Stored items from a collection
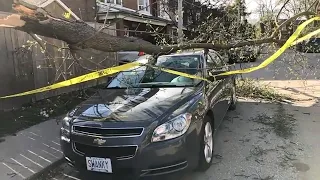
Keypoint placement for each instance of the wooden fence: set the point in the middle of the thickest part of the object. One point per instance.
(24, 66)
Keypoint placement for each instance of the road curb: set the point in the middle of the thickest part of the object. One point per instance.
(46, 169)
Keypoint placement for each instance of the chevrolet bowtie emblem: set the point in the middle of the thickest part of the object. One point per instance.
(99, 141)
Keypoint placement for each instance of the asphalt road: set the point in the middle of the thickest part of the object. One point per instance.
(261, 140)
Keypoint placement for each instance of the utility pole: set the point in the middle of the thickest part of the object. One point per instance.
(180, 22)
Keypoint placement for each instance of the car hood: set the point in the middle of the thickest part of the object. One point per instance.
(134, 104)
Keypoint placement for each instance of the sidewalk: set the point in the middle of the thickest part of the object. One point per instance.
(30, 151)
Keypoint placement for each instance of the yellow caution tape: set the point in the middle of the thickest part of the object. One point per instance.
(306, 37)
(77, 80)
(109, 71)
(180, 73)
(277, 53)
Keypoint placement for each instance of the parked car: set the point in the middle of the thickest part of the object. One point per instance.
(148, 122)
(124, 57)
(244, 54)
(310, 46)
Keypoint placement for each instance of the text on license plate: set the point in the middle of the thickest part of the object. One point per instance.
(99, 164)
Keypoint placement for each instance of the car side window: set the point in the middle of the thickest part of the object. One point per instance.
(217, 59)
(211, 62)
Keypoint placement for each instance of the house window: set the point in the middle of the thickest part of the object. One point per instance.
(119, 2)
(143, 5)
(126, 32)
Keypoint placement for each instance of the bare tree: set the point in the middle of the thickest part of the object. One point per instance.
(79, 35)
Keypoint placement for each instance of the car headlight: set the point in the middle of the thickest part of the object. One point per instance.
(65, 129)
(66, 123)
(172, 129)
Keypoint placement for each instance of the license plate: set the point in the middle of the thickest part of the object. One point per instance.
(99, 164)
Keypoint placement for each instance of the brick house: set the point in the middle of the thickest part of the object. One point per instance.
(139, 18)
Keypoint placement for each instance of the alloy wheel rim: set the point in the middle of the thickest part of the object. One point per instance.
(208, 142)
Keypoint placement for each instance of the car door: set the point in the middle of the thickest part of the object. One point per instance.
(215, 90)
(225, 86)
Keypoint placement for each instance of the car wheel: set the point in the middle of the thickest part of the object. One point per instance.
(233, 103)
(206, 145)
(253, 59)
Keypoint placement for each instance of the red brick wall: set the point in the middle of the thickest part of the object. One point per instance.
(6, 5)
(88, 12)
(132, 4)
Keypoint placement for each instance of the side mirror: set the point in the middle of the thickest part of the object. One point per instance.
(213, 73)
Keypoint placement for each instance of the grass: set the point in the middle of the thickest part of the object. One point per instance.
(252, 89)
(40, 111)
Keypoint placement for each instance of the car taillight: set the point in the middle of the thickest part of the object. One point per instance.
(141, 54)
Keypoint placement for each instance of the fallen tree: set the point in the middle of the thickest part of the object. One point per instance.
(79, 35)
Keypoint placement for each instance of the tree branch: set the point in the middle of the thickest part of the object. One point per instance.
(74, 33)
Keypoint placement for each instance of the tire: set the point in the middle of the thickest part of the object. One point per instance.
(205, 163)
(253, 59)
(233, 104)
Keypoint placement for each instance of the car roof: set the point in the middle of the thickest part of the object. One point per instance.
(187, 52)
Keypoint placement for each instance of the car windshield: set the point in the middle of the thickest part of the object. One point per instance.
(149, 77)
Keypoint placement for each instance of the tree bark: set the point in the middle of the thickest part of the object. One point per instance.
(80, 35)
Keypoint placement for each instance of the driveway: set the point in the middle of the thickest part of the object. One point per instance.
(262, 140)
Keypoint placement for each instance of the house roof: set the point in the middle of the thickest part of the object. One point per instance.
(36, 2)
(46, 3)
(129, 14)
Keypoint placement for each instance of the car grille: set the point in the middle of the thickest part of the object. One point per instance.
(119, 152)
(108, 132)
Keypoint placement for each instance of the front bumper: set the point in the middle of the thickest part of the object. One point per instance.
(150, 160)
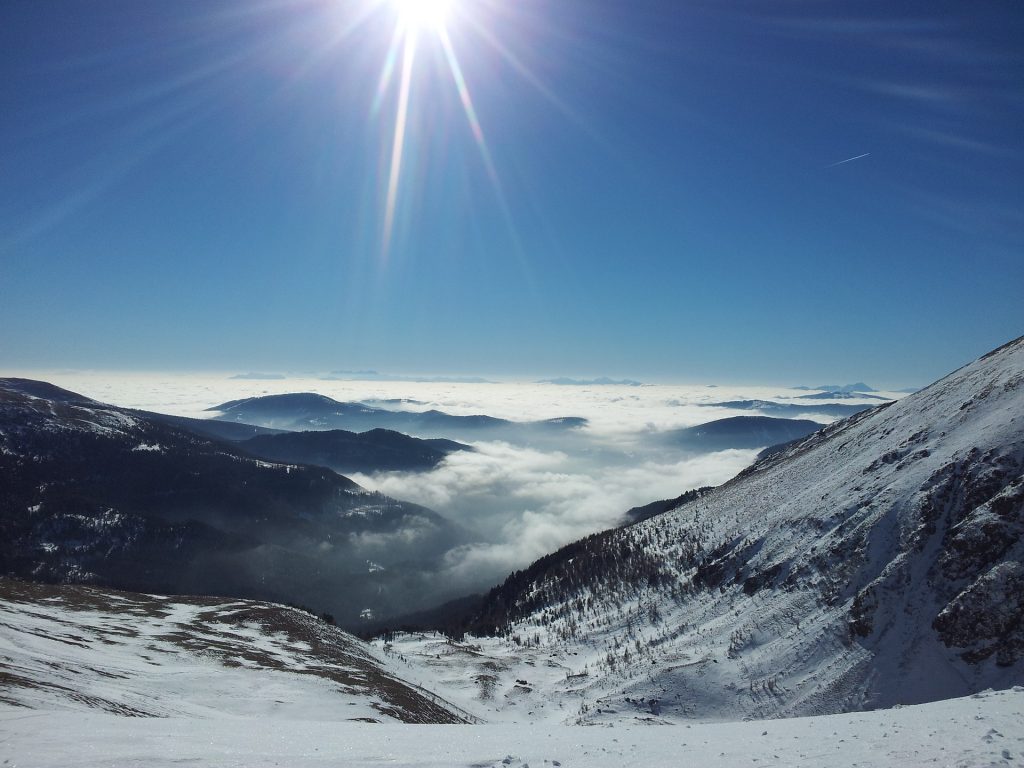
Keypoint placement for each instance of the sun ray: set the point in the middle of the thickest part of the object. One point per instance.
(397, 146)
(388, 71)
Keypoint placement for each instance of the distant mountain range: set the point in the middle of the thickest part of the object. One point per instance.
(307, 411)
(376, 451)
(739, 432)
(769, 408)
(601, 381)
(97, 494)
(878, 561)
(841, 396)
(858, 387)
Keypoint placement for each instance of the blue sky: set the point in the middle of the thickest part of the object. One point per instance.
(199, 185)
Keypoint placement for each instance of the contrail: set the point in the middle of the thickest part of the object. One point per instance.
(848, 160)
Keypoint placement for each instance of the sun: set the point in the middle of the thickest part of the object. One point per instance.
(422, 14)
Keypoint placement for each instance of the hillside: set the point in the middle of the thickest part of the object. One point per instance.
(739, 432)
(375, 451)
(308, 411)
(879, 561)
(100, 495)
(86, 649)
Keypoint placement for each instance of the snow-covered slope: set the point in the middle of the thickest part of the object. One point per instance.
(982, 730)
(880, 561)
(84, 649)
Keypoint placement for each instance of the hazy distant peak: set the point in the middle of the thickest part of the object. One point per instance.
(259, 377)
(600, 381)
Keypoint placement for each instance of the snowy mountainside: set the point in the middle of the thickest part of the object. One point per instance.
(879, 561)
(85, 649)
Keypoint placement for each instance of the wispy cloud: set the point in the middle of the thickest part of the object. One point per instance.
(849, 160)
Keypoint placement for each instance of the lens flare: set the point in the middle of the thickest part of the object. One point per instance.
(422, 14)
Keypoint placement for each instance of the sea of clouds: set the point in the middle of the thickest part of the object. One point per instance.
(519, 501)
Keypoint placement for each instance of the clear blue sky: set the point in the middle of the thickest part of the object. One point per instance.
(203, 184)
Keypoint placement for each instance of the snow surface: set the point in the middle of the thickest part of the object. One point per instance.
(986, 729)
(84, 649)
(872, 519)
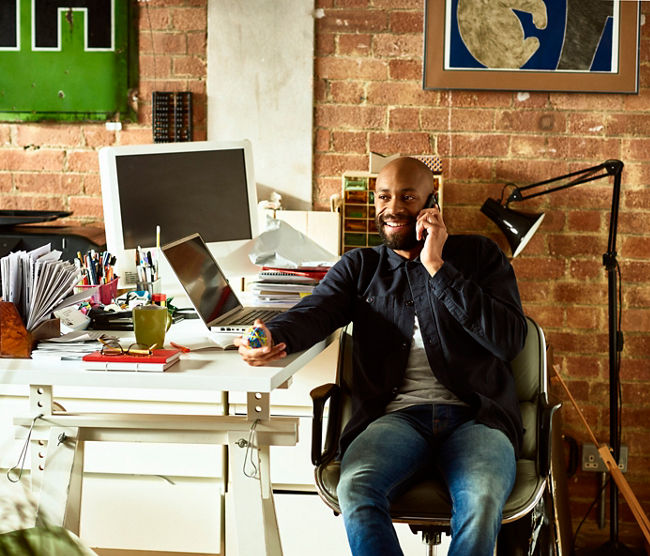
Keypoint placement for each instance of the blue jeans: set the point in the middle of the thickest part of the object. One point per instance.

==

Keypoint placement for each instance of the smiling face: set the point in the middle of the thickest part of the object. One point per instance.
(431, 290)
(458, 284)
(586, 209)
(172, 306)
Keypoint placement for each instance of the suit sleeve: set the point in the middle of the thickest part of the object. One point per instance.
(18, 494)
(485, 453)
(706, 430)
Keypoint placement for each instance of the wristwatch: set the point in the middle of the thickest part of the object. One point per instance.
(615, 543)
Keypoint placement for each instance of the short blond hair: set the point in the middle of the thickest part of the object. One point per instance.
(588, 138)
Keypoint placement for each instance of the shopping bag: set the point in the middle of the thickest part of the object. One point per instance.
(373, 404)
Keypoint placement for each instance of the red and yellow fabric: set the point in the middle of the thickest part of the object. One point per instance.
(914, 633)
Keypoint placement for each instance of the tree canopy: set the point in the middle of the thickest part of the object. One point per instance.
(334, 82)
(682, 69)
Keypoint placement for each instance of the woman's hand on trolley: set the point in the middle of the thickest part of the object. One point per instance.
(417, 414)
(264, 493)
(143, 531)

_Try it:_ Print exactly the lines above that run from the one with "Keypoint placement for each instance of the sea" to the one with "Keypoint placement for each instance of the blue jeans: set", both included. No pictures.

_Solution to this task:_
Keypoint placement for each instance of the sea of clouds: set the point in the middle of the thickest part of the object. One point per instance.
(519, 501)
Keypoint placement for each instance of the clear blue sky: set the point in the middle of the thickest part of the object. One point per instance.
(203, 184)
Keypoint placement for each instance of the snow surface: set the point in the middle of the thickest part of the object. One point per instance.
(986, 729)
(84, 649)
(872, 519)
Keypoint placement for each instance of the blue jeans: set the point in the middle of the thickest part of the object. One point per instance.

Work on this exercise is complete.